*** Opening of Task inputs ***
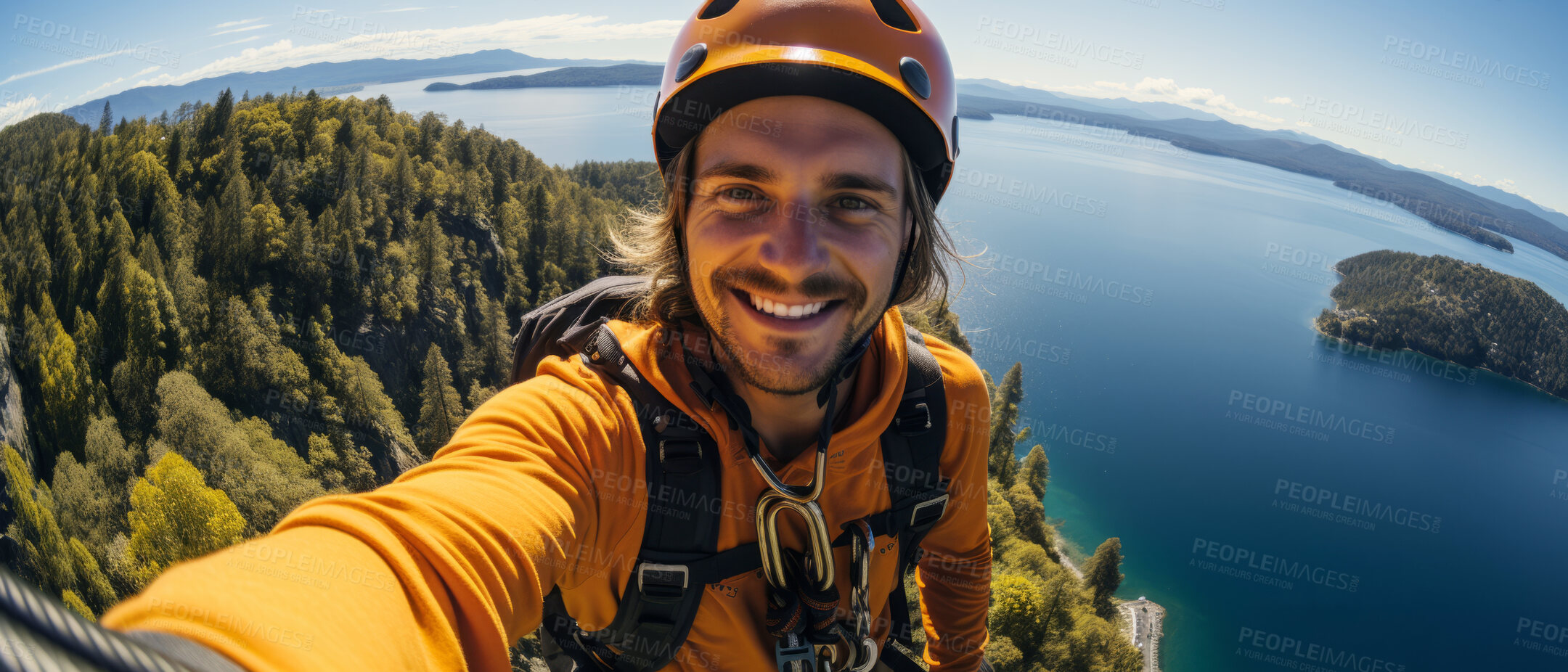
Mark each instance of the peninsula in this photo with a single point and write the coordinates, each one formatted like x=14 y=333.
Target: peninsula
x=626 y=74
x=1453 y=311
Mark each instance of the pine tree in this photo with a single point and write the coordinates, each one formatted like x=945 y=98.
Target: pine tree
x=1103 y=575
x=174 y=516
x=1004 y=414
x=107 y=121
x=441 y=408
x=1037 y=470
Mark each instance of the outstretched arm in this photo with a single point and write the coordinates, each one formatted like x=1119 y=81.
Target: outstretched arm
x=955 y=572
x=439 y=569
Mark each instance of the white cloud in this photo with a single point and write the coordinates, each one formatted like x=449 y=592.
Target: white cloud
x=240 y=30
x=93 y=91
x=237 y=22
x=1165 y=90
x=428 y=43
x=17 y=110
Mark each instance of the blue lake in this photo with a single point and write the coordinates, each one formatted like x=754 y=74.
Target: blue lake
x=1288 y=501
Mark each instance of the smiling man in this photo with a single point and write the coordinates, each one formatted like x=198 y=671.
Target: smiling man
x=738 y=473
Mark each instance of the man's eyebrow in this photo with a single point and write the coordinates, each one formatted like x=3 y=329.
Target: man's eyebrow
x=746 y=171
x=836 y=181
x=858 y=181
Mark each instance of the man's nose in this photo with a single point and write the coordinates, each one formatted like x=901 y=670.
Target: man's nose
x=794 y=246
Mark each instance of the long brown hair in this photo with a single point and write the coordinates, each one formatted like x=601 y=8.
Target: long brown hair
x=650 y=243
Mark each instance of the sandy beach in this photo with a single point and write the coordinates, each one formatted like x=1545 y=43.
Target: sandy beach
x=1140 y=619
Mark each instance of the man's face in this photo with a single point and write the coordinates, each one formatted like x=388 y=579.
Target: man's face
x=792 y=234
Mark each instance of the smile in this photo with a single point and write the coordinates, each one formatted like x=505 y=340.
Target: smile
x=805 y=311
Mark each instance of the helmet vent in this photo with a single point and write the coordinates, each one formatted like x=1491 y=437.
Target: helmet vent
x=717 y=8
x=894 y=15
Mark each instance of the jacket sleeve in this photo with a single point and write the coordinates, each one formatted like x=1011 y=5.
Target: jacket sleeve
x=954 y=575
x=439 y=569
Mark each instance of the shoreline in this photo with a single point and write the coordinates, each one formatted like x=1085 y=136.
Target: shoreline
x=1316 y=329
x=1140 y=619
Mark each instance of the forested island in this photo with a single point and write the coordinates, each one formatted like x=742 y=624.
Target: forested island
x=628 y=74
x=1453 y=311
x=1442 y=204
x=217 y=315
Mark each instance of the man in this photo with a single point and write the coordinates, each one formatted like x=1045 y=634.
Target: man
x=804 y=147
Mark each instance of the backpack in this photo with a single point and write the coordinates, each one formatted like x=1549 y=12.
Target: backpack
x=678 y=557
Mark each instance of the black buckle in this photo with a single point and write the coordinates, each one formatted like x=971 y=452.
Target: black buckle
x=662 y=581
x=921 y=517
x=916 y=422
x=788 y=657
x=681 y=456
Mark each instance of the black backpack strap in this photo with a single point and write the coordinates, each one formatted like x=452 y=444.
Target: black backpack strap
x=559 y=327
x=679 y=557
x=912 y=464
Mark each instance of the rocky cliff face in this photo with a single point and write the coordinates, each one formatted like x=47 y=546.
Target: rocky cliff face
x=13 y=425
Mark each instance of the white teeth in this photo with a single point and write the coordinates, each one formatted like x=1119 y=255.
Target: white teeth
x=767 y=306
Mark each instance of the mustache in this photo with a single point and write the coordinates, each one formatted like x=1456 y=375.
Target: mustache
x=817 y=285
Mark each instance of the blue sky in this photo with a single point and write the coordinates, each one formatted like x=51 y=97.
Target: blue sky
x=1473 y=90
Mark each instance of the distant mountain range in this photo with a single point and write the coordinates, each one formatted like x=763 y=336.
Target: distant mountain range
x=327 y=79
x=1476 y=212
x=629 y=74
x=1134 y=109
x=1437 y=201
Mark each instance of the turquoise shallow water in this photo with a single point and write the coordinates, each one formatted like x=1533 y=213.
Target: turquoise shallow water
x=1291 y=505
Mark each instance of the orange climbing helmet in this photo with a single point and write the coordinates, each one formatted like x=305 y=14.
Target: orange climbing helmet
x=882 y=57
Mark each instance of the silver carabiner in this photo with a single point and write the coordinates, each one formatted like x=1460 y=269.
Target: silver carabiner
x=861 y=644
x=789 y=492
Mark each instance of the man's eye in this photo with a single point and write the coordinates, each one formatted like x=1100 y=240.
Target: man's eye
x=738 y=193
x=854 y=202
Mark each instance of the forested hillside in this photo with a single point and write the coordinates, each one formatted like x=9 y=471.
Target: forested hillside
x=297 y=295
x=217 y=315
x=1451 y=311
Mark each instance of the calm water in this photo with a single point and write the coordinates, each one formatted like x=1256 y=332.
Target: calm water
x=1286 y=501
x=562 y=126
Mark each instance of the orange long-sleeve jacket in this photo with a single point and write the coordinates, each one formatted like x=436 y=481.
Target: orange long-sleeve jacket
x=540 y=488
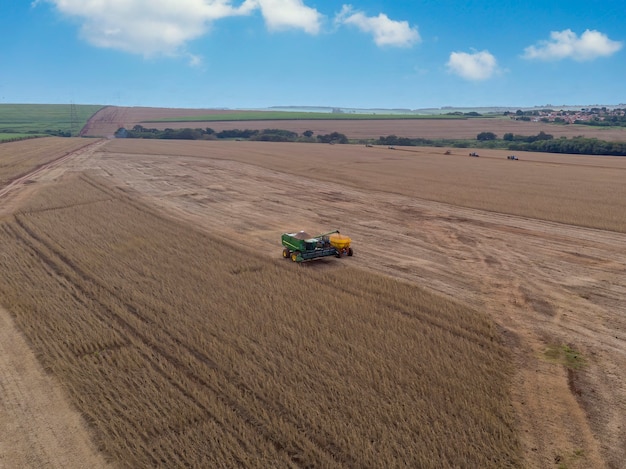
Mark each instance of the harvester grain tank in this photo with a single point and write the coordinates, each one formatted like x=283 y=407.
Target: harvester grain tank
x=301 y=246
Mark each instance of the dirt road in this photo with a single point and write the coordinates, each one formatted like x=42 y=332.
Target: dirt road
x=548 y=286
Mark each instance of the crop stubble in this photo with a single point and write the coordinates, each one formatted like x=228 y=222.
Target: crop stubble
x=180 y=348
x=547 y=283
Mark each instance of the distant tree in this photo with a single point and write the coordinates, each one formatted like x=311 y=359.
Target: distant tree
x=483 y=136
x=334 y=137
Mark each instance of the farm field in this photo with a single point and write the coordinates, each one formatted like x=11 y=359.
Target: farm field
x=105 y=122
x=42 y=119
x=470 y=252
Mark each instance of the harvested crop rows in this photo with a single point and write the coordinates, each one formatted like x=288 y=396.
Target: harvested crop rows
x=539 y=245
x=105 y=122
x=19 y=158
x=182 y=348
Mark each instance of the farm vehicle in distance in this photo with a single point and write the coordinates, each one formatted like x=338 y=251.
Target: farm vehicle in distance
x=301 y=246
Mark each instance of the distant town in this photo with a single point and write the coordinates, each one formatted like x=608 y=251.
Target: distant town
x=592 y=115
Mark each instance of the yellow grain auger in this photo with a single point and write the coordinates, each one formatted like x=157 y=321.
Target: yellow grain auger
x=301 y=246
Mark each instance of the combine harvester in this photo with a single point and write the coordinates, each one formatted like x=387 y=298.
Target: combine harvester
x=301 y=246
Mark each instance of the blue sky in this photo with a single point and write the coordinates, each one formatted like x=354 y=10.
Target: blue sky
x=358 y=54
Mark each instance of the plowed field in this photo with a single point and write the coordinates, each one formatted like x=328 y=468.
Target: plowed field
x=108 y=120
x=537 y=246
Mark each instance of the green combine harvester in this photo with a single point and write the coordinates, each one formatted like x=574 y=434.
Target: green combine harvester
x=301 y=246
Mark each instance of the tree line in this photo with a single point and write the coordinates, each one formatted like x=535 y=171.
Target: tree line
x=266 y=135
x=542 y=142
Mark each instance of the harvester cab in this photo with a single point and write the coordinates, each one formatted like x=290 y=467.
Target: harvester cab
x=301 y=246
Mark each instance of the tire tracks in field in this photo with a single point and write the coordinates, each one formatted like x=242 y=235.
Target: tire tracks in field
x=530 y=275
x=88 y=286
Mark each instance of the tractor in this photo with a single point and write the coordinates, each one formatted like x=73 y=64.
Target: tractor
x=301 y=246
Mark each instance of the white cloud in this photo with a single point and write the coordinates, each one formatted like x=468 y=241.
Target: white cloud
x=566 y=44
x=152 y=27
x=386 y=32
x=476 y=66
x=287 y=14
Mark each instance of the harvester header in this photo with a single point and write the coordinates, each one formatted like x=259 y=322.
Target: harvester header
x=301 y=246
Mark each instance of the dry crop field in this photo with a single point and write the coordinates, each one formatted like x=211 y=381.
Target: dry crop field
x=182 y=349
x=20 y=158
x=105 y=122
x=481 y=322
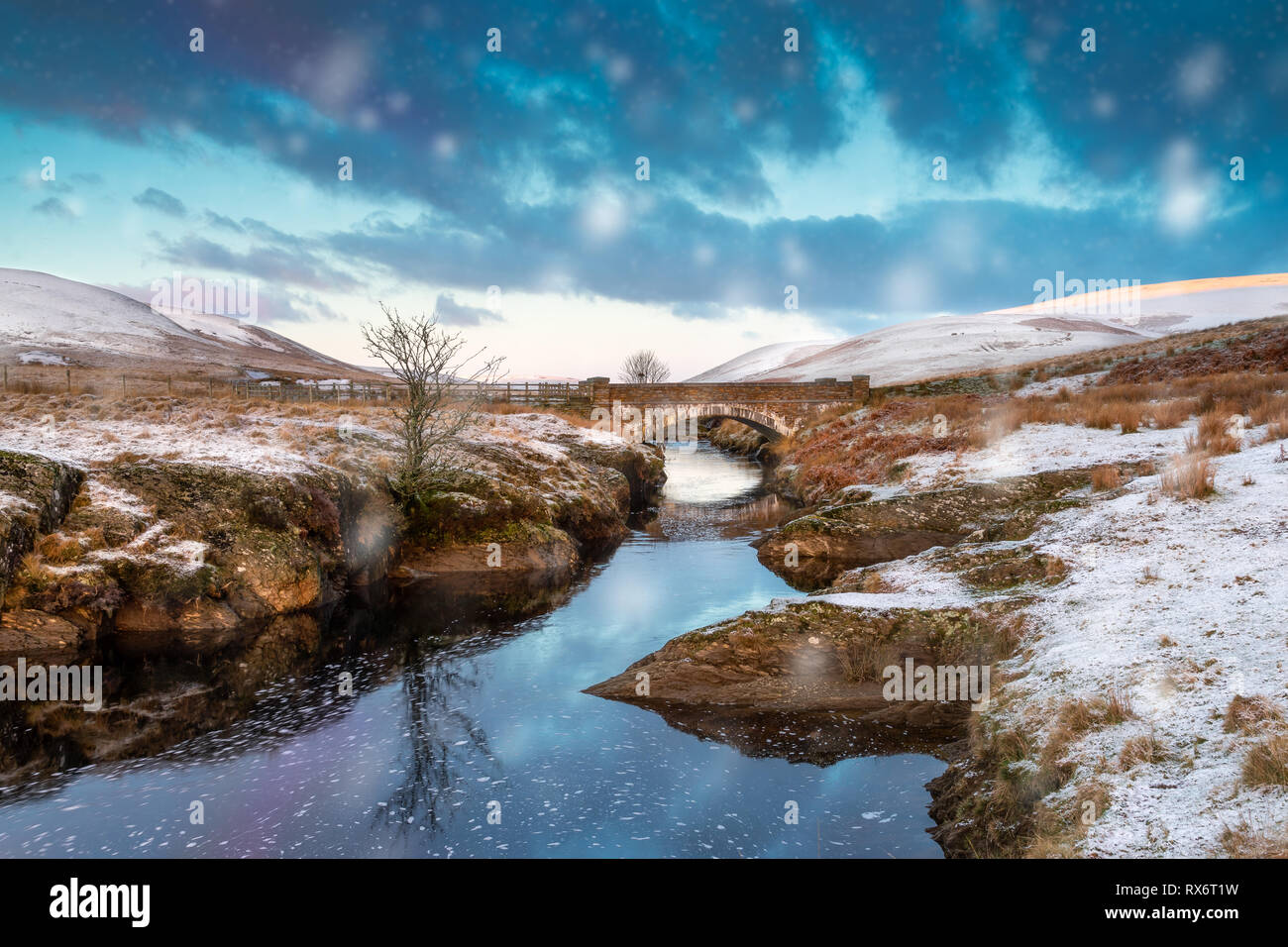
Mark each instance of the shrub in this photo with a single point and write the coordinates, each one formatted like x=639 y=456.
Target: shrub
x=1106 y=476
x=1249 y=714
x=1266 y=763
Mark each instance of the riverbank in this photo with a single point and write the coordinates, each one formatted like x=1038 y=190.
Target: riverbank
x=180 y=527
x=1112 y=549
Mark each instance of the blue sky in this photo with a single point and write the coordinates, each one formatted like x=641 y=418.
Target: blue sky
x=516 y=169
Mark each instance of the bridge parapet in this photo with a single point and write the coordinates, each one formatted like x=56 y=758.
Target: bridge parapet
x=773 y=407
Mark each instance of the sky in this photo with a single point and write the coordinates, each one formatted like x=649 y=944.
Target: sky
x=812 y=169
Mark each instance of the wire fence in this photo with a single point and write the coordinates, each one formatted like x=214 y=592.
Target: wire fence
x=26 y=379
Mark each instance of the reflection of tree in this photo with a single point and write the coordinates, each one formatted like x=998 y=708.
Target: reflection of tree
x=445 y=740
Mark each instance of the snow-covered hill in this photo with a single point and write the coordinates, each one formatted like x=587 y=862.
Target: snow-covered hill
x=987 y=342
x=764 y=359
x=47 y=320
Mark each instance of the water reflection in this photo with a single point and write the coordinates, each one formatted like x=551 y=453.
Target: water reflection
x=459 y=714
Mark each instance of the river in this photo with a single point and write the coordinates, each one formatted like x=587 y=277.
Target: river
x=472 y=738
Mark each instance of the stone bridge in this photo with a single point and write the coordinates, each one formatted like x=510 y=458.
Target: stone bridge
x=671 y=411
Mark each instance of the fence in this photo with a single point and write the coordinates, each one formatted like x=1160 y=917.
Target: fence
x=58 y=380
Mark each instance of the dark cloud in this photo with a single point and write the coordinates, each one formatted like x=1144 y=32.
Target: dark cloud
x=222 y=222
x=161 y=201
x=460 y=315
x=704 y=90
x=281 y=264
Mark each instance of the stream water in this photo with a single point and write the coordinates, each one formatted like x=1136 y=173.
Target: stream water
x=471 y=737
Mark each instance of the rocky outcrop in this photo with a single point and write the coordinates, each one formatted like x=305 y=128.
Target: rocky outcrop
x=810 y=552
x=533 y=530
x=35 y=495
x=738 y=438
x=168 y=557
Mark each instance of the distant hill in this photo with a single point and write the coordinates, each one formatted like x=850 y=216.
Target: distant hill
x=986 y=342
x=47 y=320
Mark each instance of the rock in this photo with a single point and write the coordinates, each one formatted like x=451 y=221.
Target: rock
x=39 y=637
x=197 y=628
x=835 y=539
x=765 y=661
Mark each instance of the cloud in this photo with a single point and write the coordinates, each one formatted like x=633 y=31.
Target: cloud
x=161 y=201
x=53 y=206
x=222 y=222
x=287 y=264
x=523 y=162
x=460 y=315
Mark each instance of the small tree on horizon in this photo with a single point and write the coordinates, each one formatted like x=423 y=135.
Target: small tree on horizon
x=644 y=368
x=443 y=394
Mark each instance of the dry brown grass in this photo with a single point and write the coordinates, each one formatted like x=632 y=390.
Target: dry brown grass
x=1248 y=841
x=1142 y=749
x=1172 y=414
x=1266 y=763
x=1250 y=714
x=1106 y=476
x=1190 y=476
x=1216 y=432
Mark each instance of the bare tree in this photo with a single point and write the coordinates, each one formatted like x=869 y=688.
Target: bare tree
x=443 y=394
x=644 y=368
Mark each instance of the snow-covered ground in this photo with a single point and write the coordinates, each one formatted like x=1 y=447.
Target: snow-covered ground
*** Close of Task inputs ***
» **Task to carry out**
Look over the listing above and copy each line that contains "ground".

» **Task solution**
Mark each instance of the snow-covered ground in this photo with a single point and write the coordinates, each one formatted like x=1 y=447.
Target: snow-covered ground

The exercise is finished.